Coordinate annotation entries
○ ○ ○ ○

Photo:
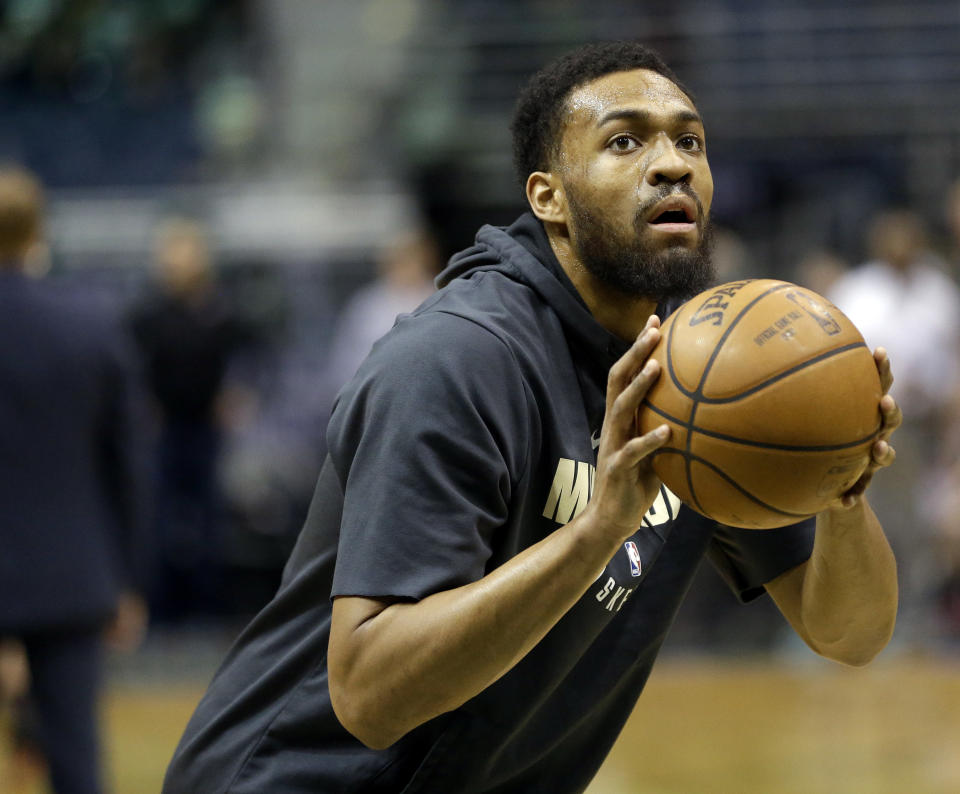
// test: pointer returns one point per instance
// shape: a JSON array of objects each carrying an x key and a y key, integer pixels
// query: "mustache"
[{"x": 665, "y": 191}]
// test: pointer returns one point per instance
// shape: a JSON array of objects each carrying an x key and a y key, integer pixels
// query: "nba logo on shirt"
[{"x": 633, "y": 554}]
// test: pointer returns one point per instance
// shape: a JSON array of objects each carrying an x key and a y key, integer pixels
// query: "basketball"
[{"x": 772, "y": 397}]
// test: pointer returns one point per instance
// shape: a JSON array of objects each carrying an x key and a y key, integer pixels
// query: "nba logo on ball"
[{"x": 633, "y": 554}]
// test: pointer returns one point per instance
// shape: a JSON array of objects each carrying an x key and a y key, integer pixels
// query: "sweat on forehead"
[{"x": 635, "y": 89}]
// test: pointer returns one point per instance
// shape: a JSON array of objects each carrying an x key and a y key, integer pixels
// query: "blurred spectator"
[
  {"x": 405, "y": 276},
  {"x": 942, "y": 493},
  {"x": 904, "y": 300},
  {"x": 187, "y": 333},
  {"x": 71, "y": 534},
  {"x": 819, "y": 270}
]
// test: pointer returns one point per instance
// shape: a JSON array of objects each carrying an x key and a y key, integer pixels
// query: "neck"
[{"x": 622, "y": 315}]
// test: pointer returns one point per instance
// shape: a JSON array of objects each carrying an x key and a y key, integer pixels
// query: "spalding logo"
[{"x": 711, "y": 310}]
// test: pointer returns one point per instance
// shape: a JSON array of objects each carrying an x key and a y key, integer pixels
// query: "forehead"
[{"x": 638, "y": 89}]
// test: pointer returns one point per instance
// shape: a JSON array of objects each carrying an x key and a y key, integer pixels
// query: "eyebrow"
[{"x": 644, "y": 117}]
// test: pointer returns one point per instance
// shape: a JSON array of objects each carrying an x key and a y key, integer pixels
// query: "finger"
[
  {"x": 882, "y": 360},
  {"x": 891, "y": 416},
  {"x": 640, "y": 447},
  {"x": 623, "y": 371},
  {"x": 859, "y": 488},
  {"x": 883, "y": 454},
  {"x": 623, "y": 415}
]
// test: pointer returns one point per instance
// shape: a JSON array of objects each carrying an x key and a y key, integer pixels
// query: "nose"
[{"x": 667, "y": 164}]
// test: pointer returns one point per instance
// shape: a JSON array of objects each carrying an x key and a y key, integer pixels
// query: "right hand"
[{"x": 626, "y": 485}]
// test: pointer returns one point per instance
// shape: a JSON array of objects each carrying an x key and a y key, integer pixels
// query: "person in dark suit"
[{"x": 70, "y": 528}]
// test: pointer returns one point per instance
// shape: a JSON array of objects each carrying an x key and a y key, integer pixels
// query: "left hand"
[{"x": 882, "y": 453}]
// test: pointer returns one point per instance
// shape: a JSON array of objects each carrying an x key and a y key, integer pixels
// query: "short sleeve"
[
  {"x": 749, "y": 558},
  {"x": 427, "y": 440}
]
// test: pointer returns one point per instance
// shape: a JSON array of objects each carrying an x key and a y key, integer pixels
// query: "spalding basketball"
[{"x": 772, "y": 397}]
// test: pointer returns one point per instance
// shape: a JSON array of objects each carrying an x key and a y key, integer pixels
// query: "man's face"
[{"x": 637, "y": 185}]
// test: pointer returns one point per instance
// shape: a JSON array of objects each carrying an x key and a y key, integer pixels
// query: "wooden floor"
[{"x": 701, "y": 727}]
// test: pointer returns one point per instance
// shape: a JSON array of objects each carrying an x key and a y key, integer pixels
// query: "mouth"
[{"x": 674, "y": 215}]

○ ○ ○ ○

| Written exercise |
Reproduce the data word for word, excluding its pictures.

| Answer below |
Photo:
// test: pointer returns one point per instance
// shape: a JSON array of objects each carrying an x key and a y key, integer pixels
// query: "mustache"
[{"x": 665, "y": 191}]
// test: pointer returns one point per instance
// shape: a JSON array of objects each carrying an x key and a y key, integer pixels
// query: "nba logo on shirt"
[{"x": 633, "y": 554}]
// test: pointer returns one point per instance
// shape: a JSON array of objects each carrying an x key and a y key, integer pixels
// query: "basketball"
[{"x": 772, "y": 397}]
// test: pointer returns one point per instance
// shape: a JSON array of objects each carrying an x key and a y key, integer pixels
// query: "nba logo on ball"
[{"x": 633, "y": 554}]
// test: pointer returns one point per instance
// shape: a JSON array of objects each carrying an x key and a y key, integer pixels
// query: "sweat on forehead"
[{"x": 635, "y": 89}]
// test: pointer returns one point per instance
// shape: a JSON array of objects each carrying an x key and a y key, integer pixels
// query: "blurred spectator"
[
  {"x": 405, "y": 276},
  {"x": 942, "y": 493},
  {"x": 904, "y": 300},
  {"x": 187, "y": 333},
  {"x": 71, "y": 534},
  {"x": 819, "y": 270}
]
// test: pointer returns one point per instance
// shape: a JSON array of objects each carrying an x key and a y key, integer pixels
// query: "neck"
[{"x": 622, "y": 315}]
// test: pointer returns one point per instance
// shape: a JSON array of objects each carrying an x key and a y key, integer pixels
// query: "spalding logo"
[{"x": 711, "y": 310}]
// test: pointer returns one point per instance
// shape: a JSON array of objects each carrying an x key and a y key, integer pixels
// query: "forehead"
[{"x": 638, "y": 89}]
// test: pointer returns one point per instance
// shape: a JSON array of objects each carrying an x key and a y key, integer pixels
// query: "eyebrow"
[{"x": 644, "y": 117}]
// test: pointer returns one point per instance
// shape: a JSON array of objects each carrying an x key and a y key, integer pixels
// query: "finger"
[
  {"x": 882, "y": 360},
  {"x": 891, "y": 416},
  {"x": 640, "y": 447},
  {"x": 623, "y": 371},
  {"x": 859, "y": 488},
  {"x": 883, "y": 454},
  {"x": 623, "y": 415}
]
// test: pointer returns one point per instance
// shape: a JSON array of objects each carrying an x key and a y key, integer pixels
// query: "nose"
[{"x": 667, "y": 164}]
// test: pointer returns one point per instance
// shape: a JSON array of objects each carrying an x key and a y key, integer pixels
// query: "right hand"
[{"x": 626, "y": 485}]
// test: pointer returns one point per instance
// shape: a JSON array of objects each carrying an x key and a y key, integer pixels
// query: "person in dark suit"
[{"x": 70, "y": 528}]
// test: pointer returns one point per instance
// shape: a JSON array of objects each carrying an x key and a y key, integer pixels
// query: "left hand"
[{"x": 882, "y": 453}]
// test: pointer returns one point per instance
// shape: a JSON array of objects each carrying an x key and a y key, integer pixels
// query: "short sleeve"
[
  {"x": 749, "y": 558},
  {"x": 427, "y": 440}
]
// test: pointer returns one point per instance
// shape: a JSON array of objects each carrying an x key and a y key, integer pixels
// query: "spalding basketball"
[{"x": 772, "y": 397}]
// test: pointer returns one point per instance
// shape: a JSON array of objects each carrying an x key and a y key, integer pixels
// query: "man's face"
[{"x": 637, "y": 185}]
// test: pointer returns one point per instance
// shape: a JSON array of objects each carrying an x key and a y key, integer pixels
// query: "wooden floor"
[{"x": 701, "y": 727}]
// test: pointer returns one point per instance
// shape: a JSON array of objects each carrying an x key and a y key, integer pixels
// query: "mouth"
[{"x": 674, "y": 215}]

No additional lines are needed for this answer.